## Exercise prompt
What you return should be the full listing, word for word, without a single image.

★ ★ ★

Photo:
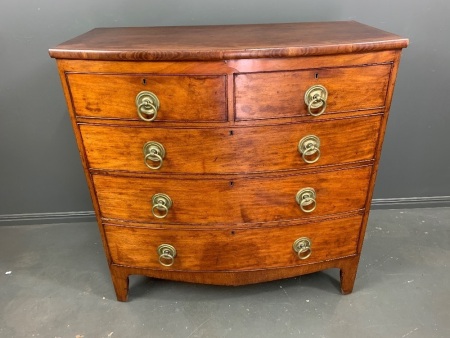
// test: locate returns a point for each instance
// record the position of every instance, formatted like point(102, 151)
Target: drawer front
point(181, 97)
point(281, 94)
point(233, 249)
point(243, 200)
point(225, 150)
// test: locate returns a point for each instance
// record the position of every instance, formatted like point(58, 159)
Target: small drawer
point(282, 94)
point(180, 97)
point(233, 249)
point(232, 201)
point(231, 150)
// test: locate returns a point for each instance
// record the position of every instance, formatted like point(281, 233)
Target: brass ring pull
point(306, 199)
point(161, 202)
point(147, 105)
point(315, 98)
point(302, 246)
point(308, 146)
point(167, 254)
point(153, 152)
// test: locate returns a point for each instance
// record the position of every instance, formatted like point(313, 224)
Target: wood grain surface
point(231, 150)
point(233, 249)
point(281, 94)
point(227, 41)
point(241, 200)
point(182, 98)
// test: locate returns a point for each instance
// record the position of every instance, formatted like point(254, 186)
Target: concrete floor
point(54, 282)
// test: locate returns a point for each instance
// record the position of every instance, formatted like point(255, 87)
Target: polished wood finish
point(239, 200)
point(232, 114)
point(281, 94)
point(228, 150)
point(227, 42)
point(182, 98)
point(233, 249)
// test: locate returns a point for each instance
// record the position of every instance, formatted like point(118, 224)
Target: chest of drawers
point(230, 154)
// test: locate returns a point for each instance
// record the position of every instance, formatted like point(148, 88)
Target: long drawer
point(271, 95)
point(231, 150)
point(181, 97)
point(241, 200)
point(233, 249)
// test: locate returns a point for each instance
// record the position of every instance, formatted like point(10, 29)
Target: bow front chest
point(230, 154)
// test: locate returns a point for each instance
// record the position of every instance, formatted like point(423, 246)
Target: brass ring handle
point(167, 254)
point(315, 98)
point(308, 146)
point(147, 105)
point(154, 158)
point(155, 152)
point(302, 246)
point(161, 202)
point(160, 207)
point(306, 199)
point(147, 108)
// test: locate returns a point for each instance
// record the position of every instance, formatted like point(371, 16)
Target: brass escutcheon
point(302, 246)
point(315, 98)
point(161, 202)
point(147, 105)
point(167, 254)
point(154, 152)
point(306, 199)
point(308, 146)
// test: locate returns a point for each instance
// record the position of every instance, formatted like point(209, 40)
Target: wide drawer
point(281, 94)
point(236, 150)
point(181, 97)
point(233, 249)
point(241, 200)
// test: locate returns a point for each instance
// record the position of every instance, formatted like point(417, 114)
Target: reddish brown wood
point(348, 274)
point(231, 115)
point(228, 150)
point(281, 94)
point(232, 249)
point(236, 278)
point(182, 98)
point(240, 200)
point(227, 42)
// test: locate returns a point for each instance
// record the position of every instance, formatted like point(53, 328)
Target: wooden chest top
point(227, 42)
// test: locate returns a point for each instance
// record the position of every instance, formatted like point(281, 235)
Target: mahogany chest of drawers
point(230, 154)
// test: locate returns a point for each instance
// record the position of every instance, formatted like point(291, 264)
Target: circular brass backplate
point(315, 93)
point(163, 199)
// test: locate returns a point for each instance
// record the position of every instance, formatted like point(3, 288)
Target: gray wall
point(40, 171)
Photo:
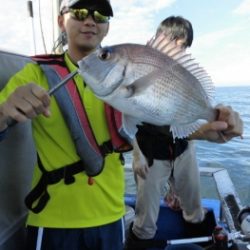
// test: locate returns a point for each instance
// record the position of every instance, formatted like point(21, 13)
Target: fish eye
point(105, 54)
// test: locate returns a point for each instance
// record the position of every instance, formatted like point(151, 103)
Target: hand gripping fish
point(163, 87)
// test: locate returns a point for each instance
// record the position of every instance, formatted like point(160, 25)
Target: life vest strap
point(39, 194)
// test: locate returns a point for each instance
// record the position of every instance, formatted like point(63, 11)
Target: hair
point(178, 28)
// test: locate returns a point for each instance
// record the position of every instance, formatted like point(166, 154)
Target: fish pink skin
point(149, 86)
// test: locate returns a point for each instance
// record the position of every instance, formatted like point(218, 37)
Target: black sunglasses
point(82, 14)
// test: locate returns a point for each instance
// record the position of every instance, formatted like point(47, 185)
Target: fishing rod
point(11, 122)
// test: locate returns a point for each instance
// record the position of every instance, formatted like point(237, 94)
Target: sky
point(221, 31)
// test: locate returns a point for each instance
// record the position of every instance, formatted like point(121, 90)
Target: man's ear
point(60, 21)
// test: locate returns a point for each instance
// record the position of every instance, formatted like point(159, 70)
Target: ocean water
point(233, 155)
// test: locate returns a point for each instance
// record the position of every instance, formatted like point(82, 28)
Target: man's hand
point(140, 164)
point(26, 102)
point(227, 126)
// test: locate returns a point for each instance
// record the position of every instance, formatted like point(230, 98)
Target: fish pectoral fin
point(126, 91)
point(144, 82)
point(129, 124)
point(184, 130)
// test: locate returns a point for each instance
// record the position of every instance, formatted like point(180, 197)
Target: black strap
point(39, 194)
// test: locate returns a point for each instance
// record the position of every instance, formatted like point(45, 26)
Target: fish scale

★ ★ ★

## Result for this task
Photo:
// test: locate returns a point for each instance
// record the position of every instance, formatted like point(102, 151)
Target: drawer front
point(181, 97)
point(281, 94)
point(233, 249)
point(243, 200)
point(225, 150)
// test: locate returns a point for each instance
// record the position of every instance, formatted like point(58, 159)
Target: small drawer
point(282, 94)
point(180, 97)
point(233, 249)
point(232, 201)
point(231, 150)
// test: locate returns a point for each instance
// record the position of every instance, formatted like point(281, 233)
Target: brass ring pull
point(306, 199)
point(161, 202)
point(147, 105)
point(315, 98)
point(302, 246)
point(308, 146)
point(167, 254)
point(153, 152)
// test: locate returns a point for each instance
// record the position of every instance, formatted like point(313, 224)
Target: wood grain surface
point(231, 150)
point(233, 249)
point(281, 94)
point(227, 41)
point(241, 200)
point(182, 98)
// test: locate returns a point for each instance
// record the position of every instance, formatted like point(254, 186)
Target: concrete floor
point(54, 282)
// test: locate returns a point for each instance
// record the position of every instance, formatted like point(255, 87)
Target: polished wood finish
point(239, 200)
point(232, 114)
point(281, 94)
point(228, 150)
point(227, 42)
point(182, 98)
point(233, 249)
// test: locate returns a point for each instance
// record the position of every instance, formatted like point(118, 224)
Target: chest of drawers
point(230, 154)
// test: locate returns a point for each instance
// record the position of every instance, formatted like point(148, 88)
Target: long drawer
point(271, 95)
point(231, 150)
point(181, 97)
point(241, 200)
point(233, 249)
// test: locate returns a point for each instance
// record the position of every instance, formatted like point(10, 29)
Target: bow front chest
point(230, 154)
// test: locate returns a point for each instance
// record the position of every instance, formatted like point(423, 246)
Target: brass ring handle
point(167, 254)
point(315, 98)
point(308, 146)
point(147, 105)
point(154, 158)
point(155, 152)
point(302, 246)
point(161, 202)
point(160, 207)
point(306, 199)
point(147, 108)
// test: locate returns a point for each instance
// record the position of every instance, formatted like point(371, 16)
Target: brass escutcheon
point(302, 246)
point(315, 98)
point(161, 202)
point(147, 105)
point(167, 254)
point(154, 152)
point(306, 199)
point(308, 146)
// test: locate returns a point for each instance
// record the position of every instance, formatted like point(209, 40)
Target: wide drawer
point(281, 94)
point(236, 150)
point(181, 97)
point(233, 249)
point(241, 200)
// test: locate returns a point for each instance
// record the position of every instance, formatted like point(417, 114)
Target: reddish brown wood
point(348, 274)
point(231, 115)
point(228, 150)
point(281, 94)
point(232, 249)
point(236, 278)
point(182, 98)
point(240, 200)
point(227, 42)
// test: locate returns a point for each instance
// record the position of every instance, formatted like point(53, 328)
Target: wooden chest top
point(227, 42)
// test: locate returns a point for each instance
// record the position of every instance, formatted like point(281, 235)
Target: mahogany chest of drawers
point(230, 154)
// test: locate returns a point for each instance
// record the position of every instance, formatted like point(291, 264)
Target: circular brass backplate
point(315, 93)
point(163, 199)
// test: locate returns a point for each instance
// record the position of every instance, formatted like point(3, 288)
Target: gray wall
point(40, 171)
Photo:
// test: locate returns a point for each instance
// record the position of every instance, formatted like point(21, 13)
Target: fish eye
point(105, 54)
// test: locate returns a point for each instance
// record the position of every instance, formatted like point(151, 103)
Target: hand gripping fish
point(163, 87)
// test: locate returns a point for each instance
// record the position of every instance, formatted like point(160, 25)
Target: life vest strap
point(39, 194)
// test: locate returns a point for each instance
// record the position of every instance, formatted like point(63, 11)
Target: hair
point(178, 28)
// test: locate returns a point for each instance
// record the position of every instance, formatted like point(166, 154)
Target: fish pink skin
point(149, 86)
// test: locate returns a point for each instance
// record the position of every instance, formatted like point(218, 37)
Target: black sunglasses
point(82, 14)
// test: locate returns a point for each instance
// record the position of every instance, formatted like point(47, 185)
Target: fishing rod
point(11, 122)
// test: locate returns a point for each instance
// record the position of every instance, formatted like point(237, 94)
Target: sky
point(221, 31)
// test: locate returns a point for each instance
// record the position of every instance, formatted like point(121, 90)
Target: man's ear
point(60, 21)
// test: locate returns a point for each instance
// record the position of every instance, formatted like point(159, 70)
Target: ocean water
point(233, 155)
// test: locate returns a point for each instance
// record the position of every instance, formatted like point(82, 28)
Target: man's hand
point(140, 164)
point(26, 102)
point(227, 126)
// test: locate returns a point for each instance
// record the position of every instance, formatted like point(230, 98)
Target: fish pectoral fin
point(126, 91)
point(144, 82)
point(129, 124)
point(184, 130)
// test: locate returns a point for each instance
// record the position of every instance, formatted like point(180, 197)
Target: black strap
point(39, 194)
// test: locate returns a point for each instance
// record the position of every instance, formatted like point(45, 26)
Target: fish scale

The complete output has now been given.